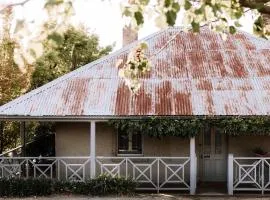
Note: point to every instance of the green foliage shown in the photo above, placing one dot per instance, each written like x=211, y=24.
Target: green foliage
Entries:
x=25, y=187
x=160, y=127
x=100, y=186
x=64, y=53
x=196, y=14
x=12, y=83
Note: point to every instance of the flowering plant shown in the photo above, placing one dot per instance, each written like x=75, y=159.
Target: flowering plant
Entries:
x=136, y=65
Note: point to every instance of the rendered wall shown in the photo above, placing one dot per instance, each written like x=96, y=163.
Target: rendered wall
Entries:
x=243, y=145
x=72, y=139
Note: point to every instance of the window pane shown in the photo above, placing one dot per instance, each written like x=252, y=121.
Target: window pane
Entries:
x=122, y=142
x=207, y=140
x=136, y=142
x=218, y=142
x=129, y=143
---
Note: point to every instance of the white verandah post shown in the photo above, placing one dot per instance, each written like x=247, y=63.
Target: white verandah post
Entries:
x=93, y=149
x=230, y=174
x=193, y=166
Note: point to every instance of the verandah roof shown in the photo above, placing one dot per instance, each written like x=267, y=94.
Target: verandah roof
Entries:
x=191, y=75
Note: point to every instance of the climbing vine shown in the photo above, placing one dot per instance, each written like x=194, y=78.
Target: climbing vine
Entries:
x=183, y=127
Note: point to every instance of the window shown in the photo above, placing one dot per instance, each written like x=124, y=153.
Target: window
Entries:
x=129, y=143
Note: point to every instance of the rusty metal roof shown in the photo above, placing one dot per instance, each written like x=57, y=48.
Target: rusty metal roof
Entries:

Problem requirements
Rewrite the stretch of items from the line containing "Note: point to every instance of the green" through the line containing "x=72, y=139", both ends included, as a Markdown table with the columns No. and Line. Give each line its own numbered row and leave out any blank lines.

Final result
| No. | Line |
|---|---|
| 1 | Note: point to every instance of the green foliage shown in the photo above, placing one dot per instance, each written like x=211, y=24. |
| 2 | Target: green foliage |
| 3 | Entries: |
| 4 | x=25, y=187 |
| 5 | x=160, y=127 |
| 6 | x=100, y=186 |
| 7 | x=64, y=53 |
| 8 | x=196, y=14 |
| 9 | x=12, y=83 |
| 10 | Note: point to every instance of the flowering plant shown in the photo above, placing one dot per instance, each written like x=75, y=159. |
| 11 | Target: flowering plant |
| 12 | Entries: |
| 13 | x=136, y=65 |
| 14 | Note: point to every instance of the rendered wall shown in the photo above, placing one dot per instance, each written like x=96, y=163. |
| 15 | Target: rendered wall |
| 16 | Entries: |
| 17 | x=243, y=145 |
| 18 | x=72, y=139 |